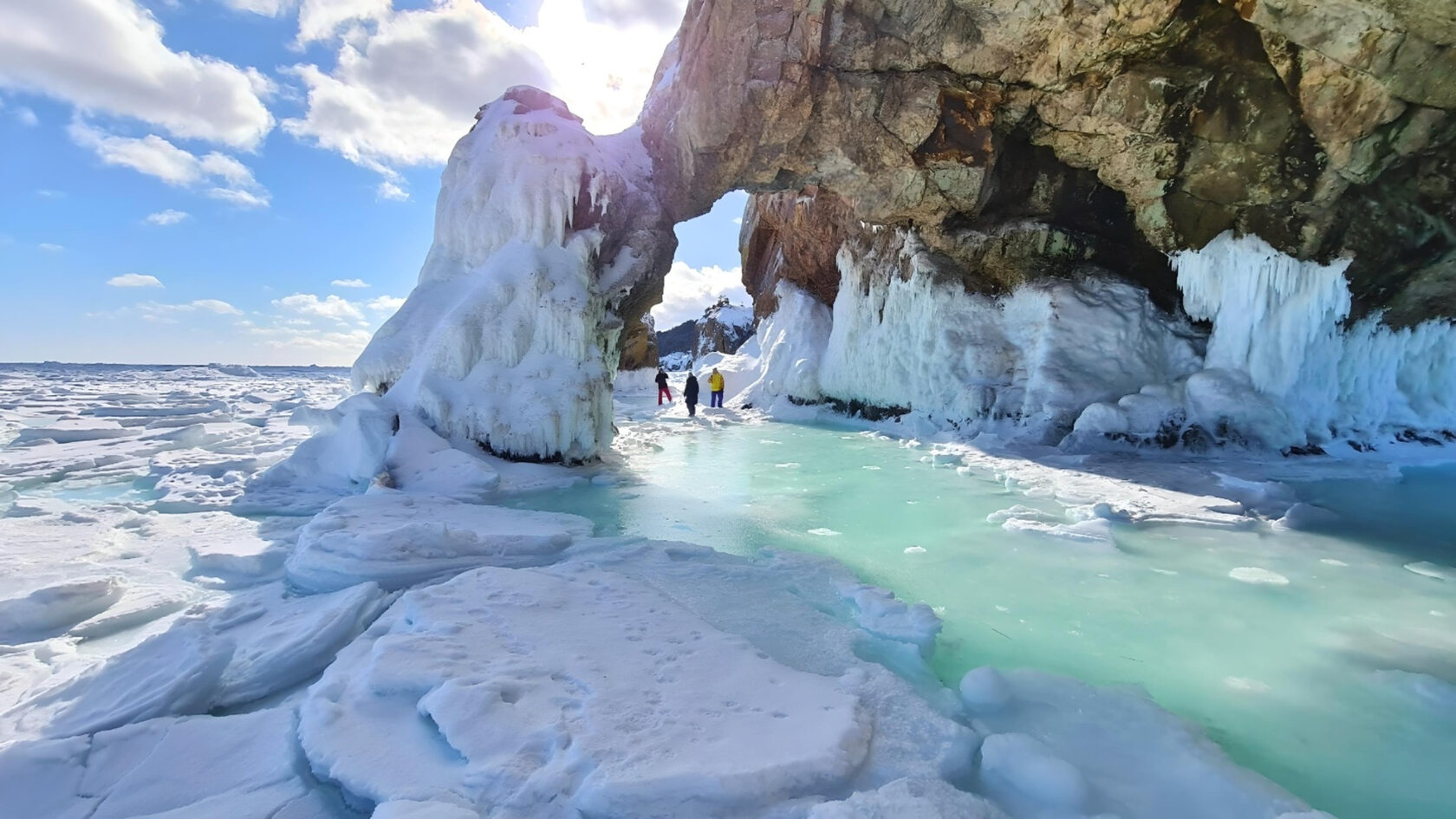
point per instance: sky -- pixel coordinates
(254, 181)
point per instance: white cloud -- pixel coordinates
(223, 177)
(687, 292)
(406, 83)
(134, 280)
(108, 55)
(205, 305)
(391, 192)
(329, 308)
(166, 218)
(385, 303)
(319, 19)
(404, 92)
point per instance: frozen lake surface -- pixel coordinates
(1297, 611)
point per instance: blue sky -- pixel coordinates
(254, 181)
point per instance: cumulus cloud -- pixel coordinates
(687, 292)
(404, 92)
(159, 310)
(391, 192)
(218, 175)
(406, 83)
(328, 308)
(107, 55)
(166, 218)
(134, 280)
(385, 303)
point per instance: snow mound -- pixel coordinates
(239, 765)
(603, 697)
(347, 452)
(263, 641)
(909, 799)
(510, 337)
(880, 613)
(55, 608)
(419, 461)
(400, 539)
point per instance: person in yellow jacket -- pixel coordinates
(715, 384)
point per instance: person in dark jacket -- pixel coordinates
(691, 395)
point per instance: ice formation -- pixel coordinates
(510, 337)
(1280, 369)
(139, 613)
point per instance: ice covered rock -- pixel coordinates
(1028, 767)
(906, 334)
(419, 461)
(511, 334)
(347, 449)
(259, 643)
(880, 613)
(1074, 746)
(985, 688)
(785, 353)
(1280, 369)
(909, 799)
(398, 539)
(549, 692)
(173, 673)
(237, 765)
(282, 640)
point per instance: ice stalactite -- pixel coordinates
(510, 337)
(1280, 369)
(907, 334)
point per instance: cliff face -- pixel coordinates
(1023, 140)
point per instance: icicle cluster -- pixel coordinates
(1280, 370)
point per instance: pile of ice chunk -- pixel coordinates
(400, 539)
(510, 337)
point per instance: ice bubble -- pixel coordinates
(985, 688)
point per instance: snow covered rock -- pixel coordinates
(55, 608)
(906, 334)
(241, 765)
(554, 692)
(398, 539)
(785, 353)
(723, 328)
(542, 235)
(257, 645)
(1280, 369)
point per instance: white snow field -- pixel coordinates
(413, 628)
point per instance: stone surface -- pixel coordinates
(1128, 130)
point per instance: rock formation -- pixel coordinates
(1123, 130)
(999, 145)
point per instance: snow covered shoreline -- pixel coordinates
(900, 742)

★ ★ ★ ★ ★

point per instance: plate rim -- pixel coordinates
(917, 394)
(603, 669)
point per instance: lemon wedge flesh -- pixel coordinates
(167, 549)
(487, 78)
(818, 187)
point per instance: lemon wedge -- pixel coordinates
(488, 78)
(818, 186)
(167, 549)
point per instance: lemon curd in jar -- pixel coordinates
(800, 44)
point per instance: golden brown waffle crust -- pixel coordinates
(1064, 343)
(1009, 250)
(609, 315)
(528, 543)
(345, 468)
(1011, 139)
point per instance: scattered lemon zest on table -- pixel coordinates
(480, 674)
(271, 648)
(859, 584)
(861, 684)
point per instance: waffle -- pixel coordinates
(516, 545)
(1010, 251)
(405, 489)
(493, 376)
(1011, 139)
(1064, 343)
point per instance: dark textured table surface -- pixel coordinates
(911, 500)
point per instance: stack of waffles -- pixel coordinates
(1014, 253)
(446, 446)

★ ★ ★ ★ ★

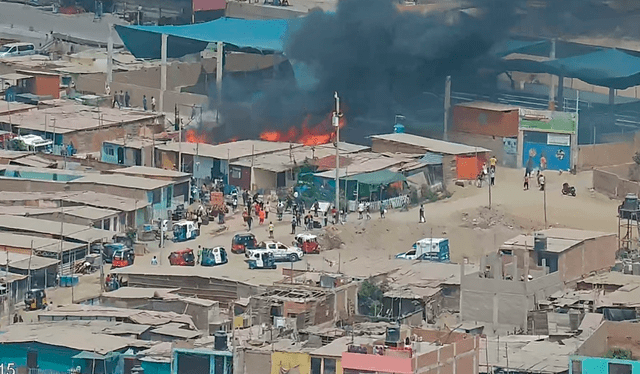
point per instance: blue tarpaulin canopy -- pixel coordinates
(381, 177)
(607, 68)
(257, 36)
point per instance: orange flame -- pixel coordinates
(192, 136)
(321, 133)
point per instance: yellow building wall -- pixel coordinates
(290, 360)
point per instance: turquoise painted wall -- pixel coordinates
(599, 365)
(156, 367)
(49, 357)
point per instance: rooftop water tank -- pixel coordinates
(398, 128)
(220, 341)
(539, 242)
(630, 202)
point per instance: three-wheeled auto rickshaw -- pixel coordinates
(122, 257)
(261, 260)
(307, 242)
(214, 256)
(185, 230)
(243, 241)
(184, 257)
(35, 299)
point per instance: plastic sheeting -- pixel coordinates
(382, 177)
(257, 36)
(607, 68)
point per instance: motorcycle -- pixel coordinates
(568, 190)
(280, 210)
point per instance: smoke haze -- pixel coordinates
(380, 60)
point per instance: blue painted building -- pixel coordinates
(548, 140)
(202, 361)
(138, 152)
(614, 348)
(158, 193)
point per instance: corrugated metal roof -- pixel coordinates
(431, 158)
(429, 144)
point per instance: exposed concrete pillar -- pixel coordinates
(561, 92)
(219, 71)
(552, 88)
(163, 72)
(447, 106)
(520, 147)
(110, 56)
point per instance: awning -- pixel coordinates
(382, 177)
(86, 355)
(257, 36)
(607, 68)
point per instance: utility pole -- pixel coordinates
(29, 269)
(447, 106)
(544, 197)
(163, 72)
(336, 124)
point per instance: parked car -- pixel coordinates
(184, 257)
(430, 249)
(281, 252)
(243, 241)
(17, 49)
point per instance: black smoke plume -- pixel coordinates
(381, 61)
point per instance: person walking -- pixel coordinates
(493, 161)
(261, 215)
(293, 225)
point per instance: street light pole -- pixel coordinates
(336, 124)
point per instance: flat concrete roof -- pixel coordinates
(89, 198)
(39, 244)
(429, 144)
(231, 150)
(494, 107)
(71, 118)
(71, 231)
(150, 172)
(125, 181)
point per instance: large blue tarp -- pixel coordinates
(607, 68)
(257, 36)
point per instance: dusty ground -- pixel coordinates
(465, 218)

★ ★ ★ ★ ★

Collect every line of the records above that contains the word "concrete".

point per instance: exposed concrete pillar -- pixel coordinates
point per instance: flat concrete roof -- pixel coordinates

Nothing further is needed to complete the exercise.